Request:
Update the entries below by replacing "rough mask" with "coarse mask" wherever it occurs. Reproduce every line with no other changes.

(Saved data entries)
☆ ☆ ☆ ☆ ☆

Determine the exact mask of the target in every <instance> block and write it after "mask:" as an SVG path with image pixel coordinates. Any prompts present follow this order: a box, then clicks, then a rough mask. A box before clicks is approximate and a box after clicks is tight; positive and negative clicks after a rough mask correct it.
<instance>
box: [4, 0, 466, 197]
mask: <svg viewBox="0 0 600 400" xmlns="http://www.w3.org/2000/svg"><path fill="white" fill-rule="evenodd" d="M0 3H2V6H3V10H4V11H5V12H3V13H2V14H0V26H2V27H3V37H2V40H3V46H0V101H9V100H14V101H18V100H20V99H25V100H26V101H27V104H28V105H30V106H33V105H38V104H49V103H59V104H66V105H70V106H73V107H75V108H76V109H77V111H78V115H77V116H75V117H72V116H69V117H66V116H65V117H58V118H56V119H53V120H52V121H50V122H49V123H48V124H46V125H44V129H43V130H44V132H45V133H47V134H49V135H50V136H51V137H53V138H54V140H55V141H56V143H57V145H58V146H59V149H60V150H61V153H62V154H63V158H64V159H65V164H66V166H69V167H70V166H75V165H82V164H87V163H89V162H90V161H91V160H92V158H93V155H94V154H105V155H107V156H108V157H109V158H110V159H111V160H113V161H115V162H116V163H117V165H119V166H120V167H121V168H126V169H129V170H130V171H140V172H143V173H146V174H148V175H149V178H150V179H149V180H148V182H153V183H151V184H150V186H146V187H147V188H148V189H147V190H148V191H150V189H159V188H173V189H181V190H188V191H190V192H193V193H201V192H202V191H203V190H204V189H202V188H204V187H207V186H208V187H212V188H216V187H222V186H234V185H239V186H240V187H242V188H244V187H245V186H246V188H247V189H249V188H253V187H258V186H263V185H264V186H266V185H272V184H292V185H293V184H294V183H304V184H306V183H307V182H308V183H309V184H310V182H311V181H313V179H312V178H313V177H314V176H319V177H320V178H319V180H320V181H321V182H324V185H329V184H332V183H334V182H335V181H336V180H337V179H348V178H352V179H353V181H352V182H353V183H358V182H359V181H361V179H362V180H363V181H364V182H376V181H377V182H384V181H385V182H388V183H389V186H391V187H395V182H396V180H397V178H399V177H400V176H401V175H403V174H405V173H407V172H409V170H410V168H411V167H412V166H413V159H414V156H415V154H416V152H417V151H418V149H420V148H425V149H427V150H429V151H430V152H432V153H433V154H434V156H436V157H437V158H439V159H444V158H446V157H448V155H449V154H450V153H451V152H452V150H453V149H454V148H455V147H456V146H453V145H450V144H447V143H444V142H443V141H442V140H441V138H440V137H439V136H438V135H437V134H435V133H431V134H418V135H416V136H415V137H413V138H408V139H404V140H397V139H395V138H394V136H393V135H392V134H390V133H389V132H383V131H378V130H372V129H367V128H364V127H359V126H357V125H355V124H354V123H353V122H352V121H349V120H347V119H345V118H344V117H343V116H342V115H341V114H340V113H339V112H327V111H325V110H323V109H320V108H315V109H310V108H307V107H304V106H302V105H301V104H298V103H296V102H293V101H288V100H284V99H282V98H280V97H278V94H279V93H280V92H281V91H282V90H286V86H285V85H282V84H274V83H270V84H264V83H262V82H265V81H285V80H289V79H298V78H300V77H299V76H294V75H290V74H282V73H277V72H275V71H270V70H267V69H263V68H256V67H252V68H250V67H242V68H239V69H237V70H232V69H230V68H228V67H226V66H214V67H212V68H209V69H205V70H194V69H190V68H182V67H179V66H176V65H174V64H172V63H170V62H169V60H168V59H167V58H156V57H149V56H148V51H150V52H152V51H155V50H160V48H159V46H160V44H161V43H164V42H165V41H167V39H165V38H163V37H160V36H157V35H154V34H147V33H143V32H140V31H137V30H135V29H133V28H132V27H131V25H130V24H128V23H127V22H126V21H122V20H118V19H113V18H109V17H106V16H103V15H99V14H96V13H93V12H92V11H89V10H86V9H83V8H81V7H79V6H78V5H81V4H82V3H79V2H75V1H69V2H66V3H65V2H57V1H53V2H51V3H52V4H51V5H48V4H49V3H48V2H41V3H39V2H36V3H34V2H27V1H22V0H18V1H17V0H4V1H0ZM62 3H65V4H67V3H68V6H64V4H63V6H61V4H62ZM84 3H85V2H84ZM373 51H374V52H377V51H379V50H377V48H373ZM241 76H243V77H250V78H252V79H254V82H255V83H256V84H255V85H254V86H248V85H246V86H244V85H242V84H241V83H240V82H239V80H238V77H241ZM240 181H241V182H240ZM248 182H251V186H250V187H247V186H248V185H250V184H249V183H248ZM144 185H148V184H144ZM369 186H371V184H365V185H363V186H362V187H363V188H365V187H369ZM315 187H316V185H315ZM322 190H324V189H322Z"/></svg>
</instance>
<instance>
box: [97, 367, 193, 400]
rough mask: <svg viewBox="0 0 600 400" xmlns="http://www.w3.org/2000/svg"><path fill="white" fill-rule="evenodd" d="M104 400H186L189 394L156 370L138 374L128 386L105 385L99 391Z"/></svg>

☆ ☆ ☆ ☆ ☆

Response:
Determine the exact mask of the target in every <instance> block and write it after "mask:" as an SVG path with image pixel coordinates. Any prompts present follow this order: a box, then clicks, then a coarse mask. A box before clicks is approximate and a box after clicks is tight; positive and negative clicks after a coarse mask correct it.
<instance>
box: [4, 0, 466, 197]
mask: <svg viewBox="0 0 600 400" xmlns="http://www.w3.org/2000/svg"><path fill="white" fill-rule="evenodd" d="M0 3H2V6H3V10H4V11H5V12H3V13H2V14H0V26H2V27H3V37H2V40H3V46H0V101H9V100H14V101H18V100H20V99H25V100H26V101H27V104H28V105H30V106H33V105H38V104H49V103H59V104H66V105H70V106H73V107H75V108H76V109H77V111H78V115H77V116H75V117H72V116H69V117H66V116H65V117H58V118H56V119H53V120H52V121H50V122H49V123H48V124H46V125H44V129H43V130H44V132H45V133H47V134H49V135H50V136H51V137H53V138H54V140H55V141H56V143H57V145H58V146H59V149H60V150H61V153H62V154H63V158H64V159H65V164H66V166H69V167H70V166H75V165H82V164H87V163H89V162H90V161H91V160H92V158H93V155H94V154H105V155H107V156H108V157H109V158H110V159H111V160H113V161H115V162H116V163H117V165H119V166H120V167H121V168H126V169H129V170H130V171H140V172H143V173H146V174H148V175H149V178H150V179H149V180H148V182H153V183H151V184H150V186H146V187H147V188H148V189H147V190H148V191H150V189H159V188H173V189H181V190H188V191H190V192H193V193H201V192H202V191H203V190H204V189H202V188H204V187H207V186H208V187H212V188H216V187H222V186H234V185H239V186H240V187H242V188H244V187H245V186H246V188H247V189H249V188H253V187H258V186H263V185H264V186H266V185H272V184H292V185H293V184H294V183H304V184H306V183H307V182H308V183H309V184H310V182H311V181H313V179H312V178H313V177H314V176H319V177H320V178H319V180H320V181H321V182H324V185H329V184H332V183H334V182H335V181H336V180H337V179H348V178H352V179H353V181H352V182H353V183H358V182H359V181H361V179H362V180H363V181H364V182H376V181H377V182H384V181H385V182H388V183H389V186H391V187H395V182H396V180H397V178H399V177H400V176H401V175H403V174H405V173H407V172H409V170H410V168H411V167H412V166H413V159H414V156H415V154H416V152H417V151H418V149H420V148H425V149H427V150H429V151H430V152H432V153H433V154H434V156H436V157H437V158H439V159H444V158H446V157H448V155H449V154H450V153H451V152H452V150H453V149H454V148H455V147H456V146H453V145H450V144H447V143H444V142H443V141H442V140H441V138H440V137H439V136H438V135H437V134H435V133H431V134H418V135H416V136H415V137H413V138H408V139H404V140H397V139H395V138H394V136H393V135H392V134H390V133H389V132H383V131H378V130H372V129H367V128H364V127H359V126H357V125H355V124H354V123H353V122H352V121H349V120H347V119H345V118H344V117H343V116H342V115H341V114H340V113H339V112H327V111H325V110H323V109H320V108H315V109H310V108H307V107H304V106H302V105H301V104H298V103H296V102H293V101H288V100H284V99H282V98H280V97H278V94H279V93H280V92H281V91H282V90H286V86H285V85H282V84H274V83H270V84H264V83H262V82H265V81H285V80H289V79H298V78H300V77H299V76H294V75H290V74H282V73H277V72H275V71H270V70H267V69H263V68H256V67H252V68H250V67H242V68H239V69H237V70H232V69H230V68H228V67H226V66H214V67H212V68H209V69H205V70H194V69H190V68H182V67H179V66H176V65H174V64H172V63H170V62H169V60H168V59H167V58H156V57H149V56H148V51H150V52H152V51H155V50H160V48H159V46H160V44H161V43H164V42H165V41H167V39H165V38H163V37H160V36H157V35H154V34H147V33H143V32H140V31H137V30H135V29H133V28H132V27H131V25H130V24H128V23H127V22H126V21H122V20H118V19H113V18H109V17H106V16H103V15H99V14H96V13H93V12H92V11H89V10H86V9H83V8H81V7H79V6H78V5H81V4H82V3H79V2H75V1H69V2H66V3H65V2H57V1H53V2H51V3H52V4H51V5H48V4H49V3H48V2H41V3H39V2H36V3H34V2H27V1H22V0H18V1H17V0H4V1H0ZM62 3H65V4H67V3H68V6H64V4H63V6H61V4H62ZM84 3H85V2H84ZM373 51H374V52H377V51H379V50H377V48H373ZM241 76H243V77H250V78H252V79H254V82H255V83H256V84H255V85H254V86H248V85H246V86H244V85H242V84H241V83H240V82H239V80H238V77H241ZM240 181H241V182H240ZM248 182H251V186H250V187H247V186H248V185H250V184H249V183H248ZM144 185H148V184H144ZM369 186H371V184H365V185H363V186H362V187H363V188H365V187H369ZM315 187H316V185H315ZM322 190H324V189H322Z"/></svg>
</instance>
<instance>
box: [97, 367, 193, 400]
coarse mask: <svg viewBox="0 0 600 400" xmlns="http://www.w3.org/2000/svg"><path fill="white" fill-rule="evenodd" d="M104 400H186L189 394L156 370L138 374L128 386L105 385L99 391Z"/></svg>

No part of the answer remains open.